— What to work on —
Give the entries below as a JSON list of strings, one string per line and no blank lines, covering only the stretch from the line containing "Somewhere in the image above there should be the dense" through the line containing "[0,215,1200,673]", with both of those lines included.
** Start of Records supplied **
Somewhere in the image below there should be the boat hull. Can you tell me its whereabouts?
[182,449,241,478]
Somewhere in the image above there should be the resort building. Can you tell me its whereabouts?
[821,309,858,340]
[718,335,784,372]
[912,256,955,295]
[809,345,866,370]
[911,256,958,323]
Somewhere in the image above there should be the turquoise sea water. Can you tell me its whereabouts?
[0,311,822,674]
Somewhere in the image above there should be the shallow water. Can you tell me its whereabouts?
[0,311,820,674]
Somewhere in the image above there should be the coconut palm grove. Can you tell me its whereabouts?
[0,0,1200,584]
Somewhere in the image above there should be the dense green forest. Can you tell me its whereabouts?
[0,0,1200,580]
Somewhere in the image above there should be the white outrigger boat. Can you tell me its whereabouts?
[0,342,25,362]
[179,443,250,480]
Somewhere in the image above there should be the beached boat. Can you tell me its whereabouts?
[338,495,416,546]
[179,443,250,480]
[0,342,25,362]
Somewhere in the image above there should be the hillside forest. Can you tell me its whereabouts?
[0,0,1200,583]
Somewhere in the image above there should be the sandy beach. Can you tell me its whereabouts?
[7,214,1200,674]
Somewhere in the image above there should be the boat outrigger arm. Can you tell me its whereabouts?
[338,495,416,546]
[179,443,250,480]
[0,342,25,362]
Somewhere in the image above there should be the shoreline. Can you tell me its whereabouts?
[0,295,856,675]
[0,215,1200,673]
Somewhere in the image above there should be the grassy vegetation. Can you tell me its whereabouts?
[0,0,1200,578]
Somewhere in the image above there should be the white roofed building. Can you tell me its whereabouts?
** End of Records supplied **
— Written response —
[
  "Somewhere in the image above there should be the dense green forest. Can you tell me its whereabouts?",
  "[0,0,1200,580]",
  "Somewhere in the image above there should be the white outrigger boat. Can you tell me its whereabouts?",
  "[0,342,25,362]",
  "[179,443,250,480]",
  "Somewhere in the image above there should be the beached boat. Can you tell me its whereabouts?",
  "[338,495,416,546]",
  "[179,443,250,480]",
  "[0,342,25,362]",
  "Somewhere in the image above there should be the hillside forest. Can you tell me its whereabouts?",
  "[0,0,1200,583]",
  "Somewhere in the image above there should be the sandy beach. Can you tell me its whereabouts?",
  "[7,214,1200,674]",
  "Somewhere in the image above there should be the boat outrigger arm. Can you tell me its whereabouts?",
  "[338,495,416,546]",
  "[179,443,250,480]",
  "[0,342,25,362]",
  "Somewhere in the image above there should be the shoreline. Can you tell me its whereabouts?",
  "[0,295,856,675]",
  "[0,215,1200,673]"
]